_Short problem_:
Number every line of the records below as a list, leaving out any blank lines.

_Data to use_:
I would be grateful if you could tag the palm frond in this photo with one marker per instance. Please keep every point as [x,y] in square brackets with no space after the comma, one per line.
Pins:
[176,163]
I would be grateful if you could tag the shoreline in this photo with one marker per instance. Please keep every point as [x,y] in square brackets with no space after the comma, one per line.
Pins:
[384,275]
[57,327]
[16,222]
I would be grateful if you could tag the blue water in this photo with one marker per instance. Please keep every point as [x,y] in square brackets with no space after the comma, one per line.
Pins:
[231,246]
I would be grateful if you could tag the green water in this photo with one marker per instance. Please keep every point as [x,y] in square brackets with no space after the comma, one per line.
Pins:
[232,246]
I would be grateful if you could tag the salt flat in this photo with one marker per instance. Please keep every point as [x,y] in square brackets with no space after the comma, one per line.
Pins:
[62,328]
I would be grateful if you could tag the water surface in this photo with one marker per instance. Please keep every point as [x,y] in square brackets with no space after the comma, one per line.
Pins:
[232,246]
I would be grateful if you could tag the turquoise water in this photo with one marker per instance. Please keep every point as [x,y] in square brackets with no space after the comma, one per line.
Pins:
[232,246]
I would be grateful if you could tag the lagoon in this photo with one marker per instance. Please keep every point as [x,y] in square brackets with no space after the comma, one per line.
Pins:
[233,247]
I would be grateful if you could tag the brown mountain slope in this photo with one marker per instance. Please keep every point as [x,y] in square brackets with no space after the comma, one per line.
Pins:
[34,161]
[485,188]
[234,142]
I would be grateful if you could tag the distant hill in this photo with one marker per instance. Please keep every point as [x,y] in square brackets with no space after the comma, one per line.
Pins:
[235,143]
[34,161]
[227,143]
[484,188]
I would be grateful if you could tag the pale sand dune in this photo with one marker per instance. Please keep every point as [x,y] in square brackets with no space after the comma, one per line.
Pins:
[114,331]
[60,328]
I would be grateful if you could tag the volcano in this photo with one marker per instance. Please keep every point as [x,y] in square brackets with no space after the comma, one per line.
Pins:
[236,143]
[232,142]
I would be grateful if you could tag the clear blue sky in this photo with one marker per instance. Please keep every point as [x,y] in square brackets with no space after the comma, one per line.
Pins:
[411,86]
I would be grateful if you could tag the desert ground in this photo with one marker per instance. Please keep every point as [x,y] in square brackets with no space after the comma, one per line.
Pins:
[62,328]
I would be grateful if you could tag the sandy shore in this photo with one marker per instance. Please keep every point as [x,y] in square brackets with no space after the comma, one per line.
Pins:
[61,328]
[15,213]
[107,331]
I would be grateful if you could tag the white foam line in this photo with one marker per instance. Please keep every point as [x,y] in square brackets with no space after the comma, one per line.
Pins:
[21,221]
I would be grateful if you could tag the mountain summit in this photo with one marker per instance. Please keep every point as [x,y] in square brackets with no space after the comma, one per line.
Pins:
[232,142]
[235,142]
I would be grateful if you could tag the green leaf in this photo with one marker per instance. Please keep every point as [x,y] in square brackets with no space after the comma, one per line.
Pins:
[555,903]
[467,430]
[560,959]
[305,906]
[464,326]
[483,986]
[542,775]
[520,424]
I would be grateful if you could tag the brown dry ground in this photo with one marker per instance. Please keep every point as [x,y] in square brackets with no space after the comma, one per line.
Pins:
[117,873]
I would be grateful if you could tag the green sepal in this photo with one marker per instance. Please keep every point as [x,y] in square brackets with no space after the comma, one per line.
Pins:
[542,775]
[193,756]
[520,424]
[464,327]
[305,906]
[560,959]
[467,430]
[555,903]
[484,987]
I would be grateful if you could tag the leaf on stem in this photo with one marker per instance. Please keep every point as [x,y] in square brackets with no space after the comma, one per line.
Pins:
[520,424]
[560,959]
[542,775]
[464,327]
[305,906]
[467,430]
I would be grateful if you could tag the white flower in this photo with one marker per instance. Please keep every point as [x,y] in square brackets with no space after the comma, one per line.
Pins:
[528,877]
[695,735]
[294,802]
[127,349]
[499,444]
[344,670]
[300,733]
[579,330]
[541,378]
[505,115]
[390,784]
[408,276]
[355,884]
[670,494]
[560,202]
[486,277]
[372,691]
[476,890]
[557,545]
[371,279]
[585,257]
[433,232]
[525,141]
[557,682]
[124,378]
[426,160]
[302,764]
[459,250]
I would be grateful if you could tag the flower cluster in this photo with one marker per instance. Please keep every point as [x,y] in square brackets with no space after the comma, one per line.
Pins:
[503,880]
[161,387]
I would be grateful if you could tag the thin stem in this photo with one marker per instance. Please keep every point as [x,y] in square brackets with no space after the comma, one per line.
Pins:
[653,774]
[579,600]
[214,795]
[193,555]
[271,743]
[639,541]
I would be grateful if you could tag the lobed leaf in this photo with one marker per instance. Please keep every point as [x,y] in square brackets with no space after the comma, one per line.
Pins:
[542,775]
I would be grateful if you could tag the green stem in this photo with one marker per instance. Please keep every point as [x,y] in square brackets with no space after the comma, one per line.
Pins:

_Final answer_:
1. I would be grateful if you could tag the palm frond in this photo with one marker per instance. Please keep every point as [x,y] in square brackets with no space after the comma, one per line.
2. Pins:
3. [176,163]
4. I would be grateful if you could tag the shoreline in this photo with one marker per instance. Please keep every point as [x,y] in square brackets with no space after the comma, one per line.
5. Pins:
6. [384,275]
7. [57,327]
8. [16,222]
9. I would be grateful if you could tag the blue water in this photo with one marker per instance. Please keep every point as [x,y] in square brackets with no space after the comma, one per line.
10. Pins:
11. [231,246]
12. I would be grateful if you could tag the green water in this photo with one marker per instance. Please keep every point as [x,y] in square brackets with no space after the comma, one per line.
13. Pins:
14. [232,246]
15. I would be grateful if you could tag the salt flat in this photo with one marker per instance. Please keep every point as [x,y] in square brackets with no space after the comma, one per line.
16. Pins:
17. [62,328]
18. I would be grateful if you could tag the water surface in this photo with one marker per instance. Please keep every point as [x,y] in square brackets with no space after the comma, one per line.
19. Pins:
20. [232,246]
21. I would be grateful if you could tag the turquoise water in this photo with one marker per instance. Please keep every point as [x,y] in square brackets with no space after the comma, one per line.
22. Pins:
23. [232,246]
24. I would be grateful if you could tag the lagoon in this photo with one marker per instance. Please keep every point as [x,y] in square brackets with no space after the comma, one per line.
25. Pins:
26. [233,247]
27. I would be grateful if you could tag the brown mountain slope in this photo with one marker per instance. Please keep every point as [x,y] in square brackets with no space after the comma, one per line.
28. Pins:
29. [34,161]
30. [485,188]
31. [234,142]
32. I would be grateful if you could tag the distant hill in this photo with one marker per instance. Please keep every point as [x,y] in square brackets with no space after the comma, one per line.
33. Pins:
34. [235,143]
35. [34,161]
36. [227,143]
37. [484,188]
38. I would be grateful if you could tag the pale sand dune in this photo with one marker per instance. Please keep every point as [x,y] in square brackets with no space after the comma, one per line.
39. Pins:
40. [114,331]
41. [60,328]
42. I would be grateful if you could tag the volcano in this photo with one marker per instance. Please keep every point as [x,y] in square brackets with no space after the comma, one per line.
43. Pins:
44. [236,143]
45. [232,142]
46. I would be grateful if you could tag the clear blue sky in this photo with one marker per instance. Please keep every point as [x,y] in square brackets with no space after the comma, one per line.
47. Pins:
48. [411,86]
49. I would be grateful if you could tag the desert ground in this photo with one marker per instance. Please keep every point as [x,y] in square brackets with no space after the comma, one per line.
50. Pins:
51. [62,328]
52. I would be grateful if you could tag the sandy shore in this photo with one marker per instance. Please keep every point as [x,y] in square brackets with no space after the comma, one per line.
53. Pins:
54. [61,328]
55. [15,213]
56. [107,331]
57. I would be grateful if you could tag the white foam line in this photo with one marker per instance. Please keep every point as [x,y] in square brackets with no space after the comma, one per line.
58. Pins:
59. [21,221]
60. I would be grateful if you could tag the mountain summit in this photo with one marker per instance. Please keep every point as [x,y] in square brackets with no space after the comma, one per line.
61. Pins:
62. [232,142]
63. [235,142]
64. I would be grateful if you could tag the green leaf in this photo with one marker per instance. Please keep every point as [x,y] in square brackets with no space after the comma, one per line.
65. Pins:
66. [555,903]
67. [467,430]
68. [560,959]
69. [305,906]
70. [464,326]
71. [483,986]
72. [542,775]
73. [520,424]
74. I would be grateful if you could tag the brown dry ground in this photo with one marker per instance. Please keep every point as [x,y] in square brackets with no space after the comma, one per line.
75. Pins:
76. [117,873]
77. I would be grateful if you could tag the green sepal in this photo with one marker per instance. Please keep every point as [x,y] in square brackets with no space after the comma, one per line.
78. Pins:
79. [542,775]
80. [193,756]
81. [520,424]
82. [464,327]
83. [305,906]
84. [560,959]
85. [467,430]
86. [555,903]
87. [484,987]
88. I would be grateful if you could tag the leaf on stem in this photo with one marker per instance. Please keep every point as [x,y] in square brackets with no space after the comma, one per line.
89. Pins:
90. [520,424]
91. [560,959]
92. [542,775]
93. [464,327]
94. [305,906]
95. [467,430]
96. I would be grateful if you could tag the white flower in this photo with one marker per instance. Please keep every point as [x,y] in square brackets with no space after the comma, one per line.
97. Pins:
98. [528,877]
99. [695,735]
100. [294,802]
101. [127,349]
102. [499,444]
103. [344,670]
104. [300,733]
105. [579,330]
106. [541,378]
107. [505,115]
108. [390,784]
109. [408,276]
110. [355,884]
111. [670,494]
112. [560,202]
113. [486,277]
114. [372,691]
115. [476,890]
116. [557,545]
117. [371,279]
118. [585,257]
119. [433,232]
120. [525,141]
121. [557,682]
122. [124,378]
123. [426,160]
124. [302,764]
125. [459,250]
126. I would be grateful if you could tag the flower cluster in this photo with one marker per instance. Please keep every point as [x,y] in square brackets with no space after the comma, one per line.
127. Pins:
128. [503,880]
129. [161,387]
130. I would be grateful if you could tag the thin stem in this photo with one marker per instance. Please keep every point as [x,y] in square brackets with no space after the comma, one per line.
131. Pins:
132. [653,774]
133. [579,600]
134. [214,795]
135. [193,555]
136. [271,743]
137. [639,541]
138. I would be grateful if you could tag the lobed leaf in this photo with one marker per instance. Please keep every point as [x,y] in square brackets with no space after the comma, one per line.
139. Pins:
140. [542,775]
141. I would be grateful if you could tag the green stem in this photo with one marker per instance. Please keep every point as [x,y] in square brackets with no space after the comma, one per line.
142. Pins:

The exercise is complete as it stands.